**Document extract:**

The sentence imposed by the magistrate was that each accused was to undergo ten months imprisonment which was suspended for five years on condition, firstly, that he be not convicted of theft or attempted theft committed during the period of suspension and, secondly, that "ito sec 300" they compensate the complainant "in an amount of R500,00 each which will amount to R1 000,00". The compensation had to be paid to the complainant on or before 31 May 2005 at the Cullinan magistrate's office.
The magistrate of Cullinan had his doubts about the propriety of the compensatory order and has requested this court to amend the amount thereof to R770,00.
It is unfortunate that the matter has taken so long to finalise. The 31st of May 2005 has come and gone. It appears from the papers that the transcribed record was received by the magistrate at Cullinan on 13 May 2005. The accused were sentenced on 18 April 2005. The record was laid before me on review on 25 May 2005 and on the same day I referred the matter to the office of the Director of Public Prosecutions, Transvaal ("the Director") for comment. The Director's memorandum, prepared by Adv Maenga and Adv Wait, one of the Deputy Directors of Public Prosecutions, Transvaal, was received by the Registrar of this court on 15 August 2005. I sincerely hope that queries from judges in review matters will be attended to promptly in future and that this matter will be the last that has taken so long to be attended to.

**Items:**

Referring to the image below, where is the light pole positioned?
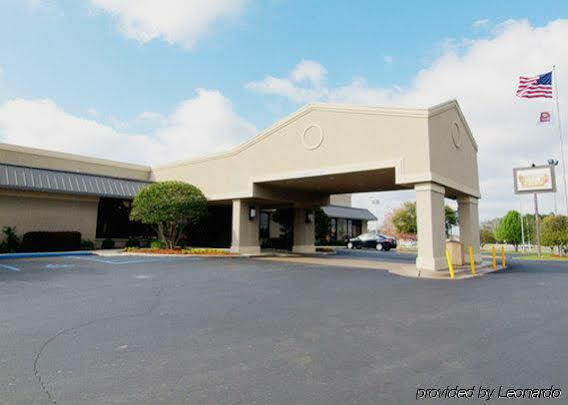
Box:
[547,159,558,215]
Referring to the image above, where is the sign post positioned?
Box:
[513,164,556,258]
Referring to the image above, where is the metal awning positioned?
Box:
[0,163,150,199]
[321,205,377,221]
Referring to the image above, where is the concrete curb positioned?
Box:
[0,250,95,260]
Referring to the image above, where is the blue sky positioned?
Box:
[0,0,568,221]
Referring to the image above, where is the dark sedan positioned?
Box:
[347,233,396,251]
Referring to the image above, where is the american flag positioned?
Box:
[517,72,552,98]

...

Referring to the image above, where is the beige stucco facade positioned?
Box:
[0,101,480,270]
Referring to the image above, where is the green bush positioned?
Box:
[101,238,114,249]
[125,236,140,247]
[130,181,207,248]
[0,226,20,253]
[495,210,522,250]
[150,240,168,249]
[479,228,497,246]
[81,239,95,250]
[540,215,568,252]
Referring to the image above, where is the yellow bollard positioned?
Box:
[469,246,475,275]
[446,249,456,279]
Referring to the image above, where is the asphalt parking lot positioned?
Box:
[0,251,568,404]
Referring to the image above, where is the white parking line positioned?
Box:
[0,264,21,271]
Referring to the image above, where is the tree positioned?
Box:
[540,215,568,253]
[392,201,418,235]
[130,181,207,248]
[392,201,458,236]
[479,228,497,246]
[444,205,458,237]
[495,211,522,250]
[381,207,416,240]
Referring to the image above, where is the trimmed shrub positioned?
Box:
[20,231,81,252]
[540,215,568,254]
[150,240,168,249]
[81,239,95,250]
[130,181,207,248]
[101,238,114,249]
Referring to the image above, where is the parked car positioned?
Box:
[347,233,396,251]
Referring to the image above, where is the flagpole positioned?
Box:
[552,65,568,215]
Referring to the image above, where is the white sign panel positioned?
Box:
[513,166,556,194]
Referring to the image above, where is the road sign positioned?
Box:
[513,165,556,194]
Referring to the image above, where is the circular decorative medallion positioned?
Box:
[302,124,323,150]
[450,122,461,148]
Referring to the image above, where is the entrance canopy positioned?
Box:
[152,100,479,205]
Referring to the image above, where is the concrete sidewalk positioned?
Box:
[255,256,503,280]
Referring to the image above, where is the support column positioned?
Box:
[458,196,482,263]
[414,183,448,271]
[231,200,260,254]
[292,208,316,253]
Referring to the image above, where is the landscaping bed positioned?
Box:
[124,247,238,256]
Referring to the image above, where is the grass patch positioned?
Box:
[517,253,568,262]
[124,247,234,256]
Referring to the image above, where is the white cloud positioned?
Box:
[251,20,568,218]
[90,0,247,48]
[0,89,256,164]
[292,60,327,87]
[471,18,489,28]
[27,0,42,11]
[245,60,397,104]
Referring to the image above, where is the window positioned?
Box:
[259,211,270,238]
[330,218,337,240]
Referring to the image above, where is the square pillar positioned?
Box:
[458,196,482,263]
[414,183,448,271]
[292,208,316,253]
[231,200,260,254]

---

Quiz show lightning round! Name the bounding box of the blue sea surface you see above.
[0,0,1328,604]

**Required work:** According to the court review excerpt, on what date were the accused sentenced?

**The result:** The accused were sentenced on 18 April 2005.